» Section du document:

En ce qui concerne le moyen d'annulation retenu par le tribunal :

3. Aux termes de l'article 6 de l'accord franco-algérien du 27 décembre 1968 : " (...) Le certificat de résidence d'un an portant la mention " vie privée et familiale " est délivré de plein droit : / (...) / 2) au ressortissant algérien, marié avec un ressortissant de nationalité française, à condition que son entrée sur le territoire français ait été régulière, que le conjoint ait conservé la nationalité française et, lorsque le mariage a été célébré à l'étranger, qu'il ait été transcrit préalablement sur les registres de l'état civil français (...) ". Aux termes du deuxième alinéa de l'article 9 de cet accord : " Pour être admis à entrer et séjourner plus de trois mois sur le territoire français au titre des articles 4, 5, 7, 7 bis alinéa 4 (lettre c et d) et du titre III du protocole, les ressortissants algériens doivent présenter un passeport en cours de validité muni d'un visa de long séjour délivré par les autorités françaises ".

4. Il résulte de ces stipulations que la délivrance d'un certificat de résidence d'un an à un ressortissant algérien en qualité de conjoint de français est subordonnée à la justification d'une entrée régulière sur le territoire français. En revanche, elle n'est pas subordonnée à la détention d'un visa de long séjour.

5. En l'espèce, il ressort des termes de l'arrêté litigieux que, pour refuser de délivrer à M. B... le certificat de résidence algérien qu'il sollicitait en qualité de conjoint d'une ressortissante française, le préfet de l'Hérault s'est fondé sur deux motifs, à savoir d'une part, qu'il ne justifiait pas détenir un visa de long séjour et, d'autre part, qu'il ne justifiait pas être entré régulièrement sur le territoire français.

» Contenu des données:
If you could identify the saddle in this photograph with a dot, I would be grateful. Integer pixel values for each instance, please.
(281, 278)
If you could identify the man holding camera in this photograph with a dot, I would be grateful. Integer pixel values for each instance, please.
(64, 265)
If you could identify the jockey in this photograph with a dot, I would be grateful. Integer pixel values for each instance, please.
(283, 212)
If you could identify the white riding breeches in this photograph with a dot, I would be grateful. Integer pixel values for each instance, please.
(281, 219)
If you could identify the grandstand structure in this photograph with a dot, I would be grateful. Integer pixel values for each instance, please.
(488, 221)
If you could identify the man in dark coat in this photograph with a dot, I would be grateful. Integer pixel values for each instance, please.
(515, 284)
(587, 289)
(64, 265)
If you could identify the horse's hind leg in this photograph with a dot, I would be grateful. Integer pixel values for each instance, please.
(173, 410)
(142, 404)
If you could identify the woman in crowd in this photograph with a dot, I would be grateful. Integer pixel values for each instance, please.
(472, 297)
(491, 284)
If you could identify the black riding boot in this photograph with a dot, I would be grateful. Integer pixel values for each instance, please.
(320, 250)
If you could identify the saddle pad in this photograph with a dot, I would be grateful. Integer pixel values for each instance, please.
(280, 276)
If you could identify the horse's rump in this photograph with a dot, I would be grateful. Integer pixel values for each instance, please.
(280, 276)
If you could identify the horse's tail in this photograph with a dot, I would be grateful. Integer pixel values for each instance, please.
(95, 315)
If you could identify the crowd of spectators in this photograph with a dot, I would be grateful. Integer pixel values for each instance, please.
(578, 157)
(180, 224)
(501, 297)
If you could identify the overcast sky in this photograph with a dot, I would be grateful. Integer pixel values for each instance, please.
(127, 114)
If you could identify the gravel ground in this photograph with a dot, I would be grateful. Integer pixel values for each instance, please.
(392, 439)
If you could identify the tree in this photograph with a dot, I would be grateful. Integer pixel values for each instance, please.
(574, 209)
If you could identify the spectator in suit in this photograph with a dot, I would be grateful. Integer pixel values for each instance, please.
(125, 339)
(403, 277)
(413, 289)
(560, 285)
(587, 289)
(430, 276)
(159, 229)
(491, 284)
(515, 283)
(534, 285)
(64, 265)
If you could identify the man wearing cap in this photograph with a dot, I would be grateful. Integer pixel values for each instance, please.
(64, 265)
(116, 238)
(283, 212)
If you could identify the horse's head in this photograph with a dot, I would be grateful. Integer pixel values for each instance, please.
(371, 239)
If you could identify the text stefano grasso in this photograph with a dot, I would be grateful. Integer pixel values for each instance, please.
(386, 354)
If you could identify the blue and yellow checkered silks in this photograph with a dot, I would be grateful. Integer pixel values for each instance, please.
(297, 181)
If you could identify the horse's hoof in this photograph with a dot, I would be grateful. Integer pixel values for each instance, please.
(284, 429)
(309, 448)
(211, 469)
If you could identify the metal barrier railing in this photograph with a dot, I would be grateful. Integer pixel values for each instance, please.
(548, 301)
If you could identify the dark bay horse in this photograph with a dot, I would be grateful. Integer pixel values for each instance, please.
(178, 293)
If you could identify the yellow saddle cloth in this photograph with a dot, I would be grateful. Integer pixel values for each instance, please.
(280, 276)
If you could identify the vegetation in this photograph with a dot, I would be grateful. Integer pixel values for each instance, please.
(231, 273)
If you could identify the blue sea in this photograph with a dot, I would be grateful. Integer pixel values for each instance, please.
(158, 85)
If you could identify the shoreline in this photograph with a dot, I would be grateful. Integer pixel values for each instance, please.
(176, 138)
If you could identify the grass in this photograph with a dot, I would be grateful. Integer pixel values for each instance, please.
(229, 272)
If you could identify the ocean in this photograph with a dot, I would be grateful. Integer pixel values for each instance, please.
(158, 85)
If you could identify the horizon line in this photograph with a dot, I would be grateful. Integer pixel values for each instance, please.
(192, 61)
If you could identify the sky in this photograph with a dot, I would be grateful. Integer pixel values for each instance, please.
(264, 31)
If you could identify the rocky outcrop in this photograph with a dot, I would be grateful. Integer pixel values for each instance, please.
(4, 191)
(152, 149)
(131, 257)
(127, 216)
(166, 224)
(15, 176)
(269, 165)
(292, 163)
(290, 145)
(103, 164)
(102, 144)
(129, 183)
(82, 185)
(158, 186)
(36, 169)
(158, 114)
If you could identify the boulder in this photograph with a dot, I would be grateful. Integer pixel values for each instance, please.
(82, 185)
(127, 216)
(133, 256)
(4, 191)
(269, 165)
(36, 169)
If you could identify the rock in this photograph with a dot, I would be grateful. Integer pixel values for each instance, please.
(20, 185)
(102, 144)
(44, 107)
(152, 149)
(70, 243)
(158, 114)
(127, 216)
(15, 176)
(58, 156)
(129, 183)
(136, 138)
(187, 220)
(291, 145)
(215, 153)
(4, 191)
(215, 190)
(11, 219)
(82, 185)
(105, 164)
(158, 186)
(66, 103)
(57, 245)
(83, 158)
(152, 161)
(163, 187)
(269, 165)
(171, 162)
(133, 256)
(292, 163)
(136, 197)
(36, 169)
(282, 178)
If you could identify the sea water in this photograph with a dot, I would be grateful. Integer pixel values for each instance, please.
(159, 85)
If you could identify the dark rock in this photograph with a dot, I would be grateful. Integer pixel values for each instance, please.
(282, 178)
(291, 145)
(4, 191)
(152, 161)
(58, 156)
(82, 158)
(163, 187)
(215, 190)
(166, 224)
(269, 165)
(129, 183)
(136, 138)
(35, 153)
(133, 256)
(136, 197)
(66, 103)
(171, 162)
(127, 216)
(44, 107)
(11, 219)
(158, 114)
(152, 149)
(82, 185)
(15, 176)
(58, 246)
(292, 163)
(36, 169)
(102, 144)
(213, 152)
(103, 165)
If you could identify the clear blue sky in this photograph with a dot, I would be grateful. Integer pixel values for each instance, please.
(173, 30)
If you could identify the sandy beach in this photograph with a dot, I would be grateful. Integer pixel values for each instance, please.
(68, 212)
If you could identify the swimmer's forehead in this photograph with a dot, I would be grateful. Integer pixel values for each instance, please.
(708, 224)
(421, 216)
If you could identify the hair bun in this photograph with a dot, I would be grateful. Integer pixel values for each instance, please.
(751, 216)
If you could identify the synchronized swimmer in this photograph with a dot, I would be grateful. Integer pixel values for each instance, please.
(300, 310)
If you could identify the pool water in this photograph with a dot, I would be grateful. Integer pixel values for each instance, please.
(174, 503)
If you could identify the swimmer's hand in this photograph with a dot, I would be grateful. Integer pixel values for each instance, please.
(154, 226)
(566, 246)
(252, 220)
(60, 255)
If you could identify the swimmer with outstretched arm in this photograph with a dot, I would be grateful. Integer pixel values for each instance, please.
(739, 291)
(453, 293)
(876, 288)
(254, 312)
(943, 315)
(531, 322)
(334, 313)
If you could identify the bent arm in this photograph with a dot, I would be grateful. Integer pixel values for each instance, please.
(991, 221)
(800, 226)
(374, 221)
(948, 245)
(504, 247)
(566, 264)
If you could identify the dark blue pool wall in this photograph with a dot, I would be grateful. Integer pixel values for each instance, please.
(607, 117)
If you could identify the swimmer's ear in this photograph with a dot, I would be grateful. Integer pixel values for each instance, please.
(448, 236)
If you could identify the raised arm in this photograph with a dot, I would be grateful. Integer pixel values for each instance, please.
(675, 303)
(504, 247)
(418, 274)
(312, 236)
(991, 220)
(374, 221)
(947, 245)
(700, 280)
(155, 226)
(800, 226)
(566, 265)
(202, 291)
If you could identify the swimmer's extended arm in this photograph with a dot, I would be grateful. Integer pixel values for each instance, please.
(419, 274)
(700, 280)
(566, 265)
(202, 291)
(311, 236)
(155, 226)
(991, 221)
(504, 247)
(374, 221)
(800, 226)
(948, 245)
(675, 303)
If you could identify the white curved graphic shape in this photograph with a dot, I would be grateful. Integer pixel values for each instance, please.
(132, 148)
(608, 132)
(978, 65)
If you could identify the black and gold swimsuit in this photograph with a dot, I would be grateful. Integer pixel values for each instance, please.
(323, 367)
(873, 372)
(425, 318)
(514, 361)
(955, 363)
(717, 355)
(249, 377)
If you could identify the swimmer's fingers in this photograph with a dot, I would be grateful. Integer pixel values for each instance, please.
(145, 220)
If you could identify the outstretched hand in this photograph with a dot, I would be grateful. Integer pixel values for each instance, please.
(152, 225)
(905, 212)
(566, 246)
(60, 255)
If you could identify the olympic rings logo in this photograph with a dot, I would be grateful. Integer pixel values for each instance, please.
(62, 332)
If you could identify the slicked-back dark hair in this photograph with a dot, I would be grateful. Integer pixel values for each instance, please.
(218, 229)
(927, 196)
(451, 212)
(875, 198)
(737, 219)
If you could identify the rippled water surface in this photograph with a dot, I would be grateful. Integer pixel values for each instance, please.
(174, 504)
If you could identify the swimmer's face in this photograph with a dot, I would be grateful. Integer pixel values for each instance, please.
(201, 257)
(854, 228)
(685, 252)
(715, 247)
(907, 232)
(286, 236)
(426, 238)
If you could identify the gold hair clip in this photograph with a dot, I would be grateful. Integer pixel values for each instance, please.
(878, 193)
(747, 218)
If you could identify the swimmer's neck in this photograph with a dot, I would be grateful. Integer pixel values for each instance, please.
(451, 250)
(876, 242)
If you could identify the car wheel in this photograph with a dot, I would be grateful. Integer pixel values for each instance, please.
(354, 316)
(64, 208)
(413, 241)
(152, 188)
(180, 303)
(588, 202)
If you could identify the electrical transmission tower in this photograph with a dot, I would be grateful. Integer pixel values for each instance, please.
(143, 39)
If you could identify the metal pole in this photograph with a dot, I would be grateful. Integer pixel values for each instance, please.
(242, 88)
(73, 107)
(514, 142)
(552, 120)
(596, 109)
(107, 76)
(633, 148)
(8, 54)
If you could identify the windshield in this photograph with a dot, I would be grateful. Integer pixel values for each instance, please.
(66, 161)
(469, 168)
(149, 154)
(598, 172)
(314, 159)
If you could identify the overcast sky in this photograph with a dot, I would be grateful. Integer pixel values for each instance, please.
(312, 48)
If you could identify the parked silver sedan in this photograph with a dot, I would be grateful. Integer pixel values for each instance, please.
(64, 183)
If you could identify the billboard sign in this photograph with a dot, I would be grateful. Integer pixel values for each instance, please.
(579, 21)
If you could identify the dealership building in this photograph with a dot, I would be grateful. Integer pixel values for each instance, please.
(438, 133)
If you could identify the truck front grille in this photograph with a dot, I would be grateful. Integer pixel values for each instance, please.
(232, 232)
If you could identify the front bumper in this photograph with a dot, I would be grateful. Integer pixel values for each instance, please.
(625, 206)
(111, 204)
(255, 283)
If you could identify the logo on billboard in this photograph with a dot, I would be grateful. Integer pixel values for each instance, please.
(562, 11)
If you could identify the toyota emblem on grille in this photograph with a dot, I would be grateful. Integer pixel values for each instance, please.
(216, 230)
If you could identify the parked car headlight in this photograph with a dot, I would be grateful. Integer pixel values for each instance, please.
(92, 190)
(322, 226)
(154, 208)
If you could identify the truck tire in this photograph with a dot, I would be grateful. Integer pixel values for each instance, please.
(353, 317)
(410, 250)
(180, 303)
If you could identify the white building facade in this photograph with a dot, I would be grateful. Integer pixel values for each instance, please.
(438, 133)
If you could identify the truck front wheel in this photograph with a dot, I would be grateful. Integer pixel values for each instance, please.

» Énoncé du problème 1:
D'après la section du document sur le certificat de résidence algérien, sur quels deux motifs le préfet de l'Hérault a-t-il fondé son refus ?
» Énoncé du problème 2:
Rédigez la suite de la section du document sur le certificat de résidence algérien, en reprenant juste après sa dernière phrase.

» Réponse produite 1:
Le préfet s'est fondé sur le fait que M. B... ne justifiait pas détenir un visa de long séjour et ne justifiait pas être entré régulièrement sur le territoire français.

» Réponse produite 2:
6. Pour prononcer l'annulation de l'arrêté litigieux, le tribunal administratif de Montpellier a retenu que M. B... avait bénéficié d'un titre de séjour délivré par les autorités belges valable du 12 mars 2019 au 12 mars 2024 en qualité de membre de famille d'un citoyen de l'Union européenne, de sorte qu'il devait être regardé comme étant entré régulièrement sur le territoire français le 31 octobre 2022. Toutefois, il ressort des pièces produites pour la première fois en appel par le préfet de l'Hérault que le titre de séjour délivré à M. B... par les autorités belges a expiré le 12 octobre 2022. Si en défense, l'intimé se borne à soutenir que le préfet n'établit pas que son entrée en France serait postérieure à l'expiration de ce titre de séjour, il ressort toutefois des pièces du dossier qu'à l'occasion de sa demande de titre de séjour auprès de la préfecture de l'Hérault en date du 2 mai 2023, il a déclaré être entré sur le territoire français le 31 octobre 2022, ce qu'il a également affirmé devant le tribunal administratif, en indiquant avoir, le jour de son entrée en France, pris un train de Lille à Montpellier, pour y rejoindre son épouse. Ainsi, c'est à bon droit que le préfet de l'Hérault a retenu que M. B... était entré irrégulièrement sur le territoire français.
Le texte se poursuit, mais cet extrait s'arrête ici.